Yapılacak Görevler:
a. Birleşik Kamu-İş açıklamasını aktaran metne göre konfederasyonun genel başkanı kimdir?
b. Birleşik Kamu-İş açıklamasını aktaran metni son cümlesinden sonra devam ettirin.

Verilen Metin:
*-*-*
Menu
RSS

Birleşik Kamu İş: Ülkenin Gündemi Başka, Yandaşın Gündemi Başka!

Birleşik Kamu İş: Ülkenin Gündemi Başka, Yandaşın Gündemi Başka!

Birleşik Kamu-İş Konfederasyonu Genel Başkanı Mehmet Balık yaptığı yazılı açıklamada, “Memur-Sen Genel Başkanının sendikal tarih açısından kara bir leke olarak geçecek ifadelerinin detaylarına girmenin anlamı yoktur. Toplu sözleşme masasını “tek satıcılı, üç alıcılı ve koltuk işgali” sözleri yeter de artarda.

Başkanın, bu ifadeleri patron ve sermaye ağzının pervasız şekilde kullanılması olarak değerlendiriyoruz ve bu ifadelerin takdirini de kamu emekçilerine bırakıyoruz” dedi.
*-*-*
Veri İçeriği:
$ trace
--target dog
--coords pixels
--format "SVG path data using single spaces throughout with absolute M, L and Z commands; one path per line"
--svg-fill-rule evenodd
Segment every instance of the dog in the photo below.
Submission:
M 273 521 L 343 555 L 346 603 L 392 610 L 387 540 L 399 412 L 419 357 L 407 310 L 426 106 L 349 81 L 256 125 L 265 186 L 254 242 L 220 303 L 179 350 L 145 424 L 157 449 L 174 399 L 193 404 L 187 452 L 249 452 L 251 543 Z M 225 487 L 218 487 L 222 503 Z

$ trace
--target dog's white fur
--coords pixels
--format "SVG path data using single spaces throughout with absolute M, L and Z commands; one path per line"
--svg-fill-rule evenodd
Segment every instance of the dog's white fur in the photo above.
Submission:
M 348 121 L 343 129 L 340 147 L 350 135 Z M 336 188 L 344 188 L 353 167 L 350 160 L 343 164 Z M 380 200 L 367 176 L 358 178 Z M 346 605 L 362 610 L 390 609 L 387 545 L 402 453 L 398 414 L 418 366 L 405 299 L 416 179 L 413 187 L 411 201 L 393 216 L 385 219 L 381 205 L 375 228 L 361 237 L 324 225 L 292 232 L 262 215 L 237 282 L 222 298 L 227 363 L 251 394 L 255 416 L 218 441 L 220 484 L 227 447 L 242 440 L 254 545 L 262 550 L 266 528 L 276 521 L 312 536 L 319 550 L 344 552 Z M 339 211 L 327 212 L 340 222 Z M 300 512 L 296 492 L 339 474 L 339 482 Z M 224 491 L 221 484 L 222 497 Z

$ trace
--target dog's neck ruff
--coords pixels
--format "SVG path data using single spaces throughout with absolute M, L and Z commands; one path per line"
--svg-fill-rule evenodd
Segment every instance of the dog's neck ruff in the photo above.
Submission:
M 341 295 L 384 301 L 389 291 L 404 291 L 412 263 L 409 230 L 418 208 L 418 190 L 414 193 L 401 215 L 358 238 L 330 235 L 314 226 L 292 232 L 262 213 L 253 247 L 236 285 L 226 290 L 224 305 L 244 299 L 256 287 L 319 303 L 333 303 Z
*-*-*
Görev Yanıtları:
a. Mehmet Balık.

b.
Birleşik Kamu-İş Konfederasyonu Genel Başkanı Mehmet Balık, ülkede ekonomik krizin derinleştiği bir dönemde Memur Sen’in gündeminin başka alemlerde olduğunu belirterek açıklamasında şunlara değindi:

“Ülkemizde ekonomik kriz derinleşmekte milyonlarca emekçi enflasyon ve işsizlik altında inim inim inlemektedir. Marketlerde poşetlerin dahi paralı halen getirildiği ülkemizde Kasım 2018 enflasyon rakamları yüzde 21.62,

üretici enflasyonu ise yüzde 38.54 olmuşken bile yandaş konfederasyonun gündemi hayret vericidir.

Ülkedeki tüm çalışanlar kemer sıkma politikasına kurban gitmekte işçinin ve kamu emekçinin yaşam şartları zorlaşmaktadır. Ekonomiye ve kamu emekçilerinin açlık ve yoksulluk ile enflasyon altında ezilmesine ilişkin

sözü olmayan yandaş konfederasyon şimdiden 2019 Ağustos ayında 2020 ve 2021 yıllarını kapsayacak sözde toplu sözleşme sürecini tartışmaya açmaktadır.

Yandaş konfederasyon sadece imza yetkisi olmayan iki konfederasyonu hedef alırken bizleri görmezden gelmektedir.

AKP iktidarı ve mutlu azınlığı ülkedeki ekonomik gidişattan ve halinden memnun görünmektedir. Yandaş konfederasyonun da gündemi ne işsizlik ne enflasyon ne memur nede memur emeklisidir.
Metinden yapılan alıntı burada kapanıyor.